### Extrait
--

Bon, je vous disais, ou plutôt je disais à Camilo et à cette feuille du cahier que je ne comprenais pas pourquoi des petits bouts de mon corps tombent comme ça et Camilo ne me répondra pas parce qu’il s’est déjà endormi au beau milieu de ce fourré, avec les hélicoptères et le "tchac-tchac-tchac-tchac" des hélices au-dessus de nos têtes et je me souviens que "tchac" en tzotzil ça veut dire "cul" et cette histoire des hélicos qui font "cul-cul-cul" atterrit une fois encore sur mon cahier et mon autre moi me dit, mordillant ma pipe : "Ça rime à rien, personne ne va le lire" ; et le cahier, lui, ne dit rien, il se laisse faire et me laisse lui raconter comment apparaît sur le corps une fissure d’abord, qui se creuse ensuite, puis le bout se détache et tombe et je le remets et je l’attache avec une liane et ça ne me fait pas mal. Mais ça ne m’inquiète pas, sauf si je me trompais de côté...

--

### Consigne 1
Recopiez mot pour mot le récit sur les bouts de corps qui se détachent, depuis « Bon, je vous » jusqu'à « trompais de côté... » inclus.
### Consigne 2
Dans le récit sur les bouts de corps qui se détachent, relevez dans l'ordre chacune des étapes par lesquelles un bout du corps finit par tomber.
### Consigne 3
Écrivez la suite du récit sur les bouts de corps qui se détachent, en reprenant après sa dernière phrase.
Le matériau ci-dessous est indépendant du récit sur les bouts de corps qui se détachent.

### Données stockées

--

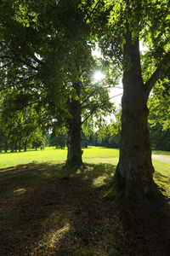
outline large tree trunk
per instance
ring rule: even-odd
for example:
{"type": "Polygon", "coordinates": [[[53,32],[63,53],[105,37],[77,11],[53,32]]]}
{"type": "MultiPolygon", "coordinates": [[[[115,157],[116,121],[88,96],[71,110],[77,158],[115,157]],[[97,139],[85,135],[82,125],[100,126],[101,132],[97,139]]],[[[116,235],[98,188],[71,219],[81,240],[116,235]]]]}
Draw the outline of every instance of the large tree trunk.
{"type": "MultiPolygon", "coordinates": [[[[73,87],[76,89],[77,96],[80,95],[80,84],[75,83],[73,87]]],[[[68,101],[69,112],[71,118],[68,119],[68,140],[67,140],[67,160],[66,165],[82,166],[82,151],[81,148],[81,106],[79,100],[72,98],[68,101]]]]}
{"type": "Polygon", "coordinates": [[[129,198],[144,199],[156,191],[147,127],[149,91],[140,67],[139,40],[128,32],[124,44],[122,139],[116,177],[129,198]]]}

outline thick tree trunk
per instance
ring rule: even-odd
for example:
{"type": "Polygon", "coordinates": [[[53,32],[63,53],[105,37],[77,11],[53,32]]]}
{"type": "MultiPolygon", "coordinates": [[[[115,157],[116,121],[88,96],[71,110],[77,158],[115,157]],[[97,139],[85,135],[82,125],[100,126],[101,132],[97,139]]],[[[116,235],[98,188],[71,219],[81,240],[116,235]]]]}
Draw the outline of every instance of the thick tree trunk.
{"type": "MultiPolygon", "coordinates": [[[[79,84],[73,84],[79,96],[79,84]]],[[[78,100],[74,98],[68,101],[69,112],[71,118],[68,120],[68,139],[67,139],[67,160],[66,165],[82,166],[82,151],[81,148],[81,106],[78,100]]]]}
{"type": "Polygon", "coordinates": [[[122,139],[116,177],[126,196],[144,199],[156,191],[147,127],[149,91],[142,79],[139,40],[133,43],[131,38],[128,32],[124,44],[128,61],[122,80],[122,139]]]}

--

### Corrigé 1
Bon, je vous disais, ou plutôt je disais à Camilo et à cette feuille du cahier que je ne comprenais pas pourquoi des petits bouts de mon corps tombent comme ça et Camilo ne me répondra pas parce qu’il s’est déjà endormi au beau milieu de ce fourré, avec les hélicoptères et le "tchac-tchac-tchac-tchac" des hélices au-dessus de nos têtes et je me souviens que "tchac" en tzotzil ça veut dire "cul" et cette histoire des hélicos qui font "cul-cul-cul" atterrit une fois encore sur mon cahier et mon autre moi me dit, mordillant ma pipe : "Ça rime à rien, personne ne va le lire" ; et le cahier, lui, ne dit rien, il se laisse faire et me laisse lui raconter comment apparaît sur le corps une fissure d’abord, qui se creuse ensuite, puis le bout se détache et tombe et je le remets et je l’attache avec une liane et ça ne me fait pas mal. Mais ça ne m’inquiète pas, sauf si je me trompais de côté...

### Corrigé 2
1. Une fissure apparaît sur le corps.
2. Elle se creuse.
3. Le bout se détache.
4. Il tombe.

### Corrigé 3
Par exemple, si ce qui va du côté droit je le mets à gauche, ou vice versa ? Quelles implications politiques aurait cette erreur ? Bien sûr, jusqu’ici le problème ne s’est pas posé, parce qu’il ne m’est pas tombé de bouts des deux côtés en même temps... Mon autre moi se penche sur le cahier pour lire les dernières lignes et marmonne : "Personne ne va lire ça !" Il se retourne et prétend somnoler alors que les hélicoptères laissent la place aux grillons.

Aujourd’hui c’est le jour de l’amour et de l’amitié. Ici il n’y a pas d’autre amie que la mort, et pas d’autre amour que celui de son baiser... mortel...


PS : QUI PREVOIT UN REPROCHE.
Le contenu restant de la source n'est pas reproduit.